Outline labeling entries

::::::::::

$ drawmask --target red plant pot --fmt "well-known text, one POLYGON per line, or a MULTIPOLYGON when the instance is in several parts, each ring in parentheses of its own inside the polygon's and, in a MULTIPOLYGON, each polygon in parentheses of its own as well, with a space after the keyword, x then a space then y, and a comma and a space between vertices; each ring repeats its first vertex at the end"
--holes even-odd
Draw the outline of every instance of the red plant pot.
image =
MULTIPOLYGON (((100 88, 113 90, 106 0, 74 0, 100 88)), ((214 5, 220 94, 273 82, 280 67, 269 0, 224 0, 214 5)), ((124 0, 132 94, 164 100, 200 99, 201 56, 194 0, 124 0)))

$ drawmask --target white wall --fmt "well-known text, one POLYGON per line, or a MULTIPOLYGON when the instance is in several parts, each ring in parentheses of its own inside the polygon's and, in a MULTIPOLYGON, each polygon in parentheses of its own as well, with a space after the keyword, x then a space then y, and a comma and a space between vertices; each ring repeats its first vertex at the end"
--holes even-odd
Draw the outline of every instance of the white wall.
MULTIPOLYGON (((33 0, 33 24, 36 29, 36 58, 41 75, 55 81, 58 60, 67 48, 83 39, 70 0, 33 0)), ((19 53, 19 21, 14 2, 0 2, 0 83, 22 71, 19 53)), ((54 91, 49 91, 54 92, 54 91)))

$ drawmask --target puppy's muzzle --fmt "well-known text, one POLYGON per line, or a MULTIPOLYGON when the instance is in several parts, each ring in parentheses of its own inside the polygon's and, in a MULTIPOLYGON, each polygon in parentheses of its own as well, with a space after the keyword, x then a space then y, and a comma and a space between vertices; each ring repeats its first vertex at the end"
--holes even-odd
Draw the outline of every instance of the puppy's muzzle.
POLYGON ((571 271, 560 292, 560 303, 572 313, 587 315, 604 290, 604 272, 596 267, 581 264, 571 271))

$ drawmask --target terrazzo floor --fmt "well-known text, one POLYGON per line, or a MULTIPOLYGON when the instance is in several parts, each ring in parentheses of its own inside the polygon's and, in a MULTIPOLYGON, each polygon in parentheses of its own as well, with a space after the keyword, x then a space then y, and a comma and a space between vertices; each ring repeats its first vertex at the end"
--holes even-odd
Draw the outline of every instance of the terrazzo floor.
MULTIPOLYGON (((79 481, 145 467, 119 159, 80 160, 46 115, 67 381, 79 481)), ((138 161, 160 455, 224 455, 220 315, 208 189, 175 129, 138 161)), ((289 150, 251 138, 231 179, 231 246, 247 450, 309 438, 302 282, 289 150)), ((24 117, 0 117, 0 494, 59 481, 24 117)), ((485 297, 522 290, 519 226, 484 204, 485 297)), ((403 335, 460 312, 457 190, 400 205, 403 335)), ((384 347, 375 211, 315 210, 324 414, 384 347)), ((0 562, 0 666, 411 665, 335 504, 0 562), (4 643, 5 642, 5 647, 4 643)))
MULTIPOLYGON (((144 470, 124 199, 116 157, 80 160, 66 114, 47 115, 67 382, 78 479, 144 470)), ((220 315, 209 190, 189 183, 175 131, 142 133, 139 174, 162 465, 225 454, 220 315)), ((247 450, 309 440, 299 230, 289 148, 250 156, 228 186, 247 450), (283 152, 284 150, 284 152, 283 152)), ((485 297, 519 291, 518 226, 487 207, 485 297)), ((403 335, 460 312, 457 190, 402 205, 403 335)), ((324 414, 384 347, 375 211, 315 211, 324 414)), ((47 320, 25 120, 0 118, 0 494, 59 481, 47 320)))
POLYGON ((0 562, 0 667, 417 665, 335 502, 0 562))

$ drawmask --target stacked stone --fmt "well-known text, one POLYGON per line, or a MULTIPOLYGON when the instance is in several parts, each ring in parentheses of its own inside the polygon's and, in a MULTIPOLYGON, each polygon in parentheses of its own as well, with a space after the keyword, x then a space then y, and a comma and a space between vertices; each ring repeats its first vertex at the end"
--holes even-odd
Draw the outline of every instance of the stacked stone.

::::::::::

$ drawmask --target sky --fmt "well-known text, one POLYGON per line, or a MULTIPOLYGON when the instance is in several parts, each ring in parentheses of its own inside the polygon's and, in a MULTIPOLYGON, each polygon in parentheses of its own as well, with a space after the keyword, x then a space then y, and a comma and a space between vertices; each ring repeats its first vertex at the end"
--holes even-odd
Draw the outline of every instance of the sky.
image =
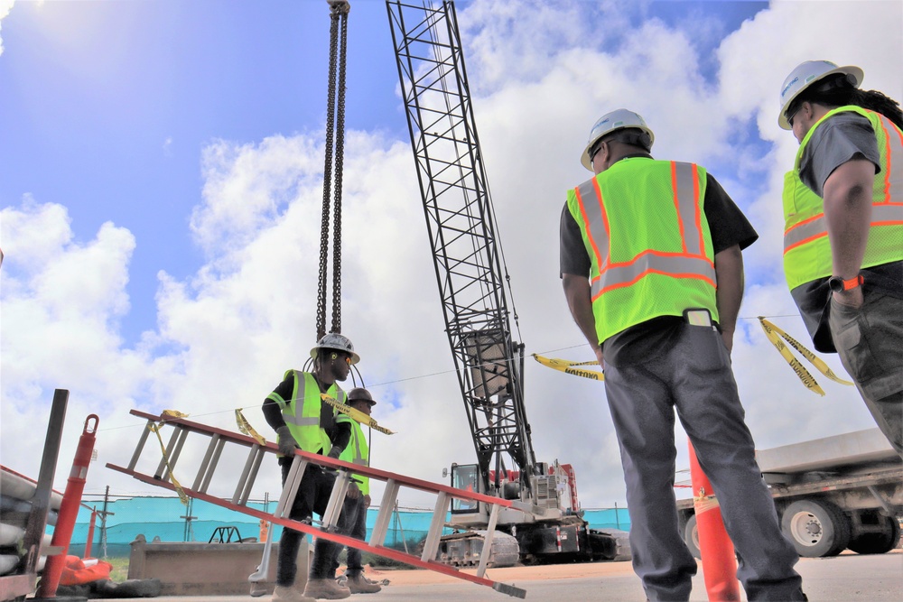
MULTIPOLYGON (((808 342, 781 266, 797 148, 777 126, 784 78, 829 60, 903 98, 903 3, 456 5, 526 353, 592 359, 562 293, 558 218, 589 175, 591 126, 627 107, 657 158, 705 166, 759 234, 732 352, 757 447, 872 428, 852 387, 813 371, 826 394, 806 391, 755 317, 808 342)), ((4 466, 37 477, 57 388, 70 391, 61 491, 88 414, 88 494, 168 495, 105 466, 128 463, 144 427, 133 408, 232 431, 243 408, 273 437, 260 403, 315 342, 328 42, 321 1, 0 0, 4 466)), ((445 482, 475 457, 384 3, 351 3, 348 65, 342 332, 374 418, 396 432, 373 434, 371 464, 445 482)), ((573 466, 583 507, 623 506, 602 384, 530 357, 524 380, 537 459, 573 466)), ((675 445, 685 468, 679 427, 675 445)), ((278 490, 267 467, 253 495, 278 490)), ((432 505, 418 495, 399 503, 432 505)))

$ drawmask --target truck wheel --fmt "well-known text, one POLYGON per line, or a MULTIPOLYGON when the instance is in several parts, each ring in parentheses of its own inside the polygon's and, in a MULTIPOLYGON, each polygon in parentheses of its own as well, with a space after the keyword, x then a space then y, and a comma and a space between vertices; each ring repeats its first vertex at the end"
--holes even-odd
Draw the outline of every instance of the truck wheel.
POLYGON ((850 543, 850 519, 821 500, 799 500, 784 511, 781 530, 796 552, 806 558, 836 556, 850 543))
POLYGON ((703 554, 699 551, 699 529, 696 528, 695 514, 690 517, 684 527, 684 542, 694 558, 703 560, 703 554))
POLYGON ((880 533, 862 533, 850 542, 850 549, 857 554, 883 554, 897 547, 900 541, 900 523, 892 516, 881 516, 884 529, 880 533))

::::::::::

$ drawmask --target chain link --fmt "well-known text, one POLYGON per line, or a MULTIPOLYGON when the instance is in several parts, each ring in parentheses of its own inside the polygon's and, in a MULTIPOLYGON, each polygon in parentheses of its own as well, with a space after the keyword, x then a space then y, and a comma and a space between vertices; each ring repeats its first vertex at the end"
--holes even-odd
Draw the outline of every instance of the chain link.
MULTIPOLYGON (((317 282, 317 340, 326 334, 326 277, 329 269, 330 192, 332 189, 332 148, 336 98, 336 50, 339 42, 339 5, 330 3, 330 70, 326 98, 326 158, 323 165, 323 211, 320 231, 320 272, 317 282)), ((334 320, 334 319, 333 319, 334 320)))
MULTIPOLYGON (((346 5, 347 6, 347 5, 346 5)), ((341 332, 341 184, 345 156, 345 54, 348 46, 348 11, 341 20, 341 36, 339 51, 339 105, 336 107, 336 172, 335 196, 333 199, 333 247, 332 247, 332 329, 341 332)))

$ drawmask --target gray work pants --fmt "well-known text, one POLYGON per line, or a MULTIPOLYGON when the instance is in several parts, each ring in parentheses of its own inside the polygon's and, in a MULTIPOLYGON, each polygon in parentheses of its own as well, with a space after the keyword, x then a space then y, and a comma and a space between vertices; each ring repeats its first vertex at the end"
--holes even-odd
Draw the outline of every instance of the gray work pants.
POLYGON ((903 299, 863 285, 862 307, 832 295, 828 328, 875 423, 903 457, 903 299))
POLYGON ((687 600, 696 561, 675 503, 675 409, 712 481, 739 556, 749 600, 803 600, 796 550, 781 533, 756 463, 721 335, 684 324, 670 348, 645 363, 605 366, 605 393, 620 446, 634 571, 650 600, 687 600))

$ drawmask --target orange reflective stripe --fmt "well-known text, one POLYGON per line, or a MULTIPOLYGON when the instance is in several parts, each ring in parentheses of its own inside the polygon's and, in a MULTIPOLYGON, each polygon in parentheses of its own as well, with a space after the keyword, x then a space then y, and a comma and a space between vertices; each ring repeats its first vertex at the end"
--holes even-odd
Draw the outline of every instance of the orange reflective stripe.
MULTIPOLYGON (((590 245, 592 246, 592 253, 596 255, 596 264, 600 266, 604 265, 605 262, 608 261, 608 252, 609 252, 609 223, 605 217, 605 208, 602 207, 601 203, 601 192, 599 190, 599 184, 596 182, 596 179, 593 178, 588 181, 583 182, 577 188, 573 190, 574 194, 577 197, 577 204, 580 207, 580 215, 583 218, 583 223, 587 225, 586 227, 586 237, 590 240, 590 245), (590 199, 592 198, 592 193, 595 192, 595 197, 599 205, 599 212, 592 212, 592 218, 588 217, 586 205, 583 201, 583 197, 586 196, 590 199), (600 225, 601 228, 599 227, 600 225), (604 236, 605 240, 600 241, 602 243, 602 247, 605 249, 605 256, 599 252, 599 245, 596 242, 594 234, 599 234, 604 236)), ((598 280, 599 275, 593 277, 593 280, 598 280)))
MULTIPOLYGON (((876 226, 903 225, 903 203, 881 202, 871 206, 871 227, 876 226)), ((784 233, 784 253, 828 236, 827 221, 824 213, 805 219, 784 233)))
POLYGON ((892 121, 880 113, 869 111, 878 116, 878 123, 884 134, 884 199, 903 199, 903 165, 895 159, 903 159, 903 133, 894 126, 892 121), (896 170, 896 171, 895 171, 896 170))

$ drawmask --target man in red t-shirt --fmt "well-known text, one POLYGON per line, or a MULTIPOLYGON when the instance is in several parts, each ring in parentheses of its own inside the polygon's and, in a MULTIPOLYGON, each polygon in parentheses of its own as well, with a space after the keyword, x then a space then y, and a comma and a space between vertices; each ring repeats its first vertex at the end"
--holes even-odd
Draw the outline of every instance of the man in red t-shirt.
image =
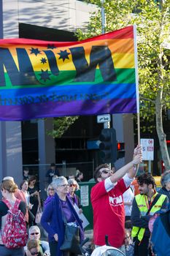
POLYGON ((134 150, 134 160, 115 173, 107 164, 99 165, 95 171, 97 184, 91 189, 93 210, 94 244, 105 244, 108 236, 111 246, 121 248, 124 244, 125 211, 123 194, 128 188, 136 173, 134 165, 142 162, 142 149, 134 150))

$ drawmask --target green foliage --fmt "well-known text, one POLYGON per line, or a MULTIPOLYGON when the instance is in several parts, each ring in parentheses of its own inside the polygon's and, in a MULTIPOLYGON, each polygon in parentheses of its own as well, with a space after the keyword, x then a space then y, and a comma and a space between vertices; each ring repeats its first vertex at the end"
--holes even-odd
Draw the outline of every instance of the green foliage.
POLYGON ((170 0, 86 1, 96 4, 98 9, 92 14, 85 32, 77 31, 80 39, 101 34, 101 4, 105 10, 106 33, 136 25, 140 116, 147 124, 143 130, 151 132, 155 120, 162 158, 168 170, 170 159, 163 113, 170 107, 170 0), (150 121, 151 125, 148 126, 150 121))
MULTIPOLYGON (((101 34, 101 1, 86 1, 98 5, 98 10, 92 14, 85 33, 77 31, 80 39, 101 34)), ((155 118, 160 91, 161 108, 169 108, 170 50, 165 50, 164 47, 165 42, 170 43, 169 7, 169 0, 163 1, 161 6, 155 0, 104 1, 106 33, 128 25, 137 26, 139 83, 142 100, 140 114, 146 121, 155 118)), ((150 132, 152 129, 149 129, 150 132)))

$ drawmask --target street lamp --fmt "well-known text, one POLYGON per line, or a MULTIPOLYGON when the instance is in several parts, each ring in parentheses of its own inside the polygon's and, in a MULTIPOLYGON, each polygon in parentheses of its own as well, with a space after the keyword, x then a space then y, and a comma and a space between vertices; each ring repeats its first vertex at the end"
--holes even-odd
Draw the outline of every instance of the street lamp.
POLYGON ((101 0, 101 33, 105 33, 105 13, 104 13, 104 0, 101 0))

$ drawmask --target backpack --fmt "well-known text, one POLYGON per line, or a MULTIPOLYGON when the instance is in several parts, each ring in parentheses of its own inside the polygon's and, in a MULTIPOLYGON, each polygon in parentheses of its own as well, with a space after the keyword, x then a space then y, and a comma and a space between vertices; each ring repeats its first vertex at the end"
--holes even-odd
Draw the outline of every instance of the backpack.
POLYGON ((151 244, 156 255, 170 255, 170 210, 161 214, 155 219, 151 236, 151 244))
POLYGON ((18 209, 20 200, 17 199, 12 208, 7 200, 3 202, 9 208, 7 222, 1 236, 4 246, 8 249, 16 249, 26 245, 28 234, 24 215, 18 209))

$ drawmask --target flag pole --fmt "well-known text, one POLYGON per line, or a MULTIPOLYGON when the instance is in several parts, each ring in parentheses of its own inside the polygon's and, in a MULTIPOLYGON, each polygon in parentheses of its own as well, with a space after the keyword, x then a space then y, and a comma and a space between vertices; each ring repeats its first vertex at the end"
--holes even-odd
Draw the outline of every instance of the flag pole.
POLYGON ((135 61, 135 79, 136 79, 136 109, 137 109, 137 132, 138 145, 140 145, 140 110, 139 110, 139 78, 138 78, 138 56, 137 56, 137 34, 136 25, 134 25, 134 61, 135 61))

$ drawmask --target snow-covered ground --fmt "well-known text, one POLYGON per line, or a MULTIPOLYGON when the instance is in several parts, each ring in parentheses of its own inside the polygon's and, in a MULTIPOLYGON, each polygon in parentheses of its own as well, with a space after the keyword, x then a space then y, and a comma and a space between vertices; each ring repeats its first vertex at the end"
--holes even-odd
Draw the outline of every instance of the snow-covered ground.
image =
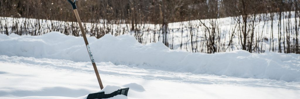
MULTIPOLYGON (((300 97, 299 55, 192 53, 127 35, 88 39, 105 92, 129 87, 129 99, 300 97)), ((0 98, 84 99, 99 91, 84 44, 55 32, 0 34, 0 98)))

::::::::::

◆ Set problem
Please rescale the lines between the one holding "drawmask --target truck" and the one holding "POLYGON ((850 543, 850", inclusive, writing them all out again with their requests. Multiply only the outline coordinates by 1.95 and round each to a whole number, with halves going up.

◆ Solved exercise
$ drawmask --target truck wheel --fmt "well-known text, one POLYGON per line, or a MULTIPOLYGON when the instance is in several parts, each ring in parentheses of its own inside the polygon's and, in a MULTIPOLYGON, each polygon in parentheses of its own as well, with a space after the keyword, x then a space then y, and a comma and a space between vertices; each ring repeats its first vertex at the end"
--holes even-odd
Draw the outline of every instance of the truck wheel.
POLYGON ((1658 1059, 1658 1012, 1601 975, 1558 975, 1529 996, 1523 1034, 1552 1076, 1572 1088, 1630 1084, 1658 1059))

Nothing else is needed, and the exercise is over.